──────── TEXT SEGMENT ────────

Kirk Raymond Jones (b. 1953) became the latest survivor of a Horseshoe Falls plunge when, on October 20, 2003, he made the trip with no life-saving aids and emerged, with only a bruised rib, virtually unscathed.
Claiming that his journey was not a stunt, rather a failed attempt at suicide, Jones, though described by an eyewitness as "kind of jumping around", entered the Niagara River on the Canadian side approximately 20 feet from the lip of the Falls.
His descent down the 170 ft. cataract was swift, and he was able to climb up the shoreline, where a helicopter brought him to safety. After a brief stay at a local hospital, Jones was fined $3,000 (U.S.) for performing an illegal stunt on Niagara Parks property.
In an interview with ABC News, Jones claimed the stunt reversed his thoughts of suicide. "I can tell you now after hitting the Falls, I feel that life is worth living."

────────

● **PROBLEMS TO WORK ON**
(1) In the Kirk Jones passage, how much was Jones fined for going over the Falls?
(2) Write a few more sentences that carry on the Kirk Jones passage above after its last sentence.
The records below have nothing to do with the Kirk Jones passage or with anything asked about it.

──────── INFORMATION SHOWN ────────

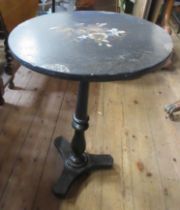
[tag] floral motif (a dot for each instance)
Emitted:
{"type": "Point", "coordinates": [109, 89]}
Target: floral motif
{"type": "Point", "coordinates": [99, 33]}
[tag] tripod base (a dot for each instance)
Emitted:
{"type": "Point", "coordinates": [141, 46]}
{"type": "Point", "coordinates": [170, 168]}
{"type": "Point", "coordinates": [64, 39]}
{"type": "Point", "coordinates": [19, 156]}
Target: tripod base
{"type": "Point", "coordinates": [72, 170]}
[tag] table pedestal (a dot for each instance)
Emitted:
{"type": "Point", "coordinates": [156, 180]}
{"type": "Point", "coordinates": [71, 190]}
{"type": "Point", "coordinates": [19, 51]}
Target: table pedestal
{"type": "Point", "coordinates": [76, 161]}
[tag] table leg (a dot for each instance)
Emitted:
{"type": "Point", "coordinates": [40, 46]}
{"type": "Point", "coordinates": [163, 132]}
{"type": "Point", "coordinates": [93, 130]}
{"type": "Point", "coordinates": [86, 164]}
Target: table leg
{"type": "Point", "coordinates": [76, 161]}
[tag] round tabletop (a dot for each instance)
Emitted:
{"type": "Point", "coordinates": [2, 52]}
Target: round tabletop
{"type": "Point", "coordinates": [90, 45]}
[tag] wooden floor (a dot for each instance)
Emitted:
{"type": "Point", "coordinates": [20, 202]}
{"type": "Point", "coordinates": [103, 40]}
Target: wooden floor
{"type": "Point", "coordinates": [127, 119]}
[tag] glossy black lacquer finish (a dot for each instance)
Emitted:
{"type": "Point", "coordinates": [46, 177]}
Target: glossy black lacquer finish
{"type": "Point", "coordinates": [93, 46]}
{"type": "Point", "coordinates": [87, 46]}
{"type": "Point", "coordinates": [76, 161]}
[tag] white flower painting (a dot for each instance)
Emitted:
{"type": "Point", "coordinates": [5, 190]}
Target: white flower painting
{"type": "Point", "coordinates": [98, 33]}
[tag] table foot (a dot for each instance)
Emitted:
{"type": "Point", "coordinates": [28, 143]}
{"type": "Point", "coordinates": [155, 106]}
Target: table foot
{"type": "Point", "coordinates": [74, 168]}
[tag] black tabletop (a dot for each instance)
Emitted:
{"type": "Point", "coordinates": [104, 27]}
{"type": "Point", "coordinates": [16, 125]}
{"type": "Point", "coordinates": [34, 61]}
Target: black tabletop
{"type": "Point", "coordinates": [93, 46]}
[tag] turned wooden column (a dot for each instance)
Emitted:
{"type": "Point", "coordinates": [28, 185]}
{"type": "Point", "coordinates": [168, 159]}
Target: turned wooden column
{"type": "Point", "coordinates": [85, 4]}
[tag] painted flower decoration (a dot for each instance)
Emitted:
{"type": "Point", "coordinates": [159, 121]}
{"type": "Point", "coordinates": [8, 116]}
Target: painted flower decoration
{"type": "Point", "coordinates": [99, 33]}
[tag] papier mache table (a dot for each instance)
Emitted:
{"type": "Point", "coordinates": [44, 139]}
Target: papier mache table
{"type": "Point", "coordinates": [88, 46]}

────────

● **ANSWER SET**
(1) $3,000 (U.S.)

(2)
At the time, Jones suffered from depression and felt that a plunge over the Falls was the "most peaceful way to go."
"(I thought) that there would be no doubt that when I went over those falls, I would not be coming back. History shows for itself (that) that's the case." 
Jones became just the second person to ride over the Horseshoe Falls without protection; the first, Roger Woodward in 1960, survived an accidental plunge, wearing only a life jacket. Asked to comment on Jones' plunge, Woodward replied: "If it's a stunt, I think it's silly foolishness."